EXTRACT TO READ →
--------------------------------
Problem with minimization (use ROOT::Math::Minimizer)

Sorry for a lot of code.
I use ROOT’s minimizer for minimizing the following function:

double GKinFitter::Chi2PlusConstraints( const double* unitedArray ){
  
  bool inBarrel;
  chi2 = 0;
 
  double e, theta, phi, rho, z, rhoInitial, zInitial, z0;
  double sigmaE, sigmaP, sigmaR, sigmaZ;
 
  //depending on detection photon either in barrel or edge
  //this variable could have different meaning
  double diffCur;
 
  double dE = constraintE;    //difference between required and measured E
  double dPx = constraintPx;  //... Px 
  double dPy = constraintPy;  //... Py 
  double dPz = constraintPz;  //... Pz 
 
  z0 = unitedArray[ nPars * nPhotons ];//zComInPoint
 
  for( int iPh = 0; iPh < nPhotons; iPh++ ){
    inBarrel = false;
 
    e = unitedArray[ iPh * nPars ];
    sigmaE = photons[iPh]->GetMeasurement(0)->GetError();
 
    phi = unitedArray[ iPh * nPars + 2 ];
    sigmaP = photons[iPh]->GetMeasurement(2)->GetError(); 
 
    rhoInitial = photons[iPh]->GetMeasurement(3)->GetValue();
    sigmaR = photons[iPh]->GetMeasurement(3)->GetError();
    rho = unitedArray[ iPh * nPars + 3 ];
    //check if photon was detected in barrel
    if( rhoInitial > 37.8 ) inBarrel = true;
 
    zInitial = photons[iPh]->GetMeasurement(4)->GetValue();
    sigmaZ = photons[iPh]->GetMeasurement(4)->GetError(); 
    z = unitedArray[ iPh * nPars + 4 ];
 
    if( inBarrel ){
      theta = ArctgPos( rhoInitial / (z + z0) );
      diffCur = pow( (z - zInitial) / sigmaZ, 2 );      
    }
    else{
      theta = ArctgPos( rho / (zInitial + z0) );
      diffCur = pow( (rho - rhoInitial) / sigmaR , 2 );
    }
 
    //Build expressions to minimize (chi2 + constraints)
--------------------------------
DATA EXCERPT →
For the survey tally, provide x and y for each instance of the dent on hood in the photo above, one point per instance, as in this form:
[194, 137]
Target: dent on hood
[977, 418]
--------------------------------
YOUR TASKS →
1: In the forum post, list every variable that is set equal to a value whose name begins with "constraint".
2: Retype the part of the forum post between "zInitial = photons[iPh]->GetMeasurement(4)->GetValue();" and "(chi2 + constraints)", inclusive.
Nothing in the listing is needed for this work.

FINAL ANSWERS →
1: dE, dPx, dPy, dPz

2:
zInitial = photons[iPh]->GetMeasurement(4)->GetValue();
    sigmaZ = photons[iPh]->GetMeasurement(4)->GetError(); 
    z = unitedArray[ iPh * nPars + 4 ];
 
    if( inBarrel ){
      theta = ArctgPos( rhoInitial / (z + z0) );
      diffCur = pow( (z - zInitial) / sigmaZ, 2 );      
    }
    else{
      theta = ArctgPos( rho / (zInitial + z0) );
      diffCur = pow( (rho - rhoInitial) / sigmaR , 2 );
    }
 
    //Build expressions to minimize (chi2 + constraints)